EXCERPT:

"""

About Ivory

Ivory is an open-source PHP database access layer specialized for PostgreSQL. Compared to the many database abstraction layers, which are able to work with multiple database systems, the purpose of Ivory is to focus only to PostgreSQL, and to do it right. More on the values below.

Ivory aspires to offer a rich feature set. Just as PostgreSQL is not a lightweight database system, Ivory is rather a robust database layer, too. All major features of PostgreSQL are either supported already, or planned for a future release. See the Features.

Officialy supported are PHP ≥ 7.2 and PostgreSQL ≥ 9.4, although it might work on older PostgreSQL versions.

Values

Ivory has been built with several key values in mind. Discussing them will, hopefully, help with deciding whether Ivory is the choice for a particular project, or other solutions should rather be given a try.

Specialized for PostgreSQL

The common disadvantage in supporting multiple database systems is that either the vendor-specific features are omitted, or their usage is more complicated in order to abstract out DBMS differences.

Ivory is made to only support PostgreSQL, inviting the user to leverage the specific features without extra hurdles.

Provide an Access Layer

Ivory is a database access layer only, i.e., it does not implement active records or any other abstraction over the database. Especially, it is not an ORM. Instead, Ivory invites the user to specify the exact statements being executed.

Higher-level layers might be implemented as standalone projects on top of Ivory.

"""

DATA PROVIDED:
"""

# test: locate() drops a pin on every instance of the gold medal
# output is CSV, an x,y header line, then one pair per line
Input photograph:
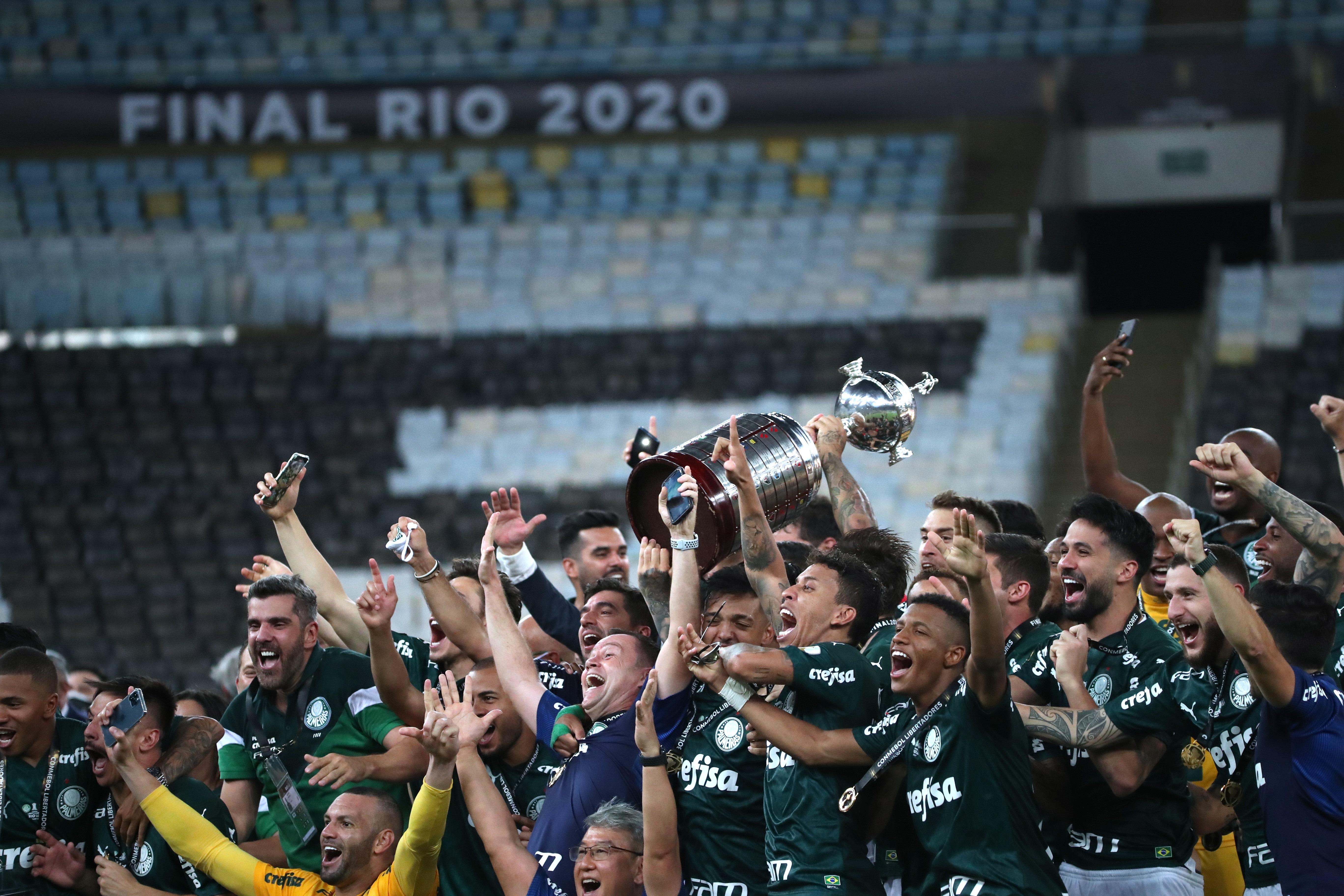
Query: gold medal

"""

WRITTEN REQUEST A: In the text about Ivory, what is the lowest PHP version that is officially supported?
WRITTEN REQUEST B: List every section heading in the text about Ivory.
WRITTEN REQUEST C: For each statement, say whether it agrees with the text about Ivory, and quote the words from the text that settle it: (i) Ivory is an ORM. (ii) Ivory works with PostgreSQL only. (iii) Ivory is designed as a lightweight database layer.

COMPLETE ANSWER A: PHP 7.2

COMPLETE ANSWER B: About Ivory; Values; Specialized for PostgreSQL; Provide an Access Layer

COMPLETE ANSWER C:
(i) No: "Especially, it is not an ORM."
(ii) Yes: "Ivory is made to only support PostgreSQL"
(iii) No: "Ivory is rather a robust database layer, too."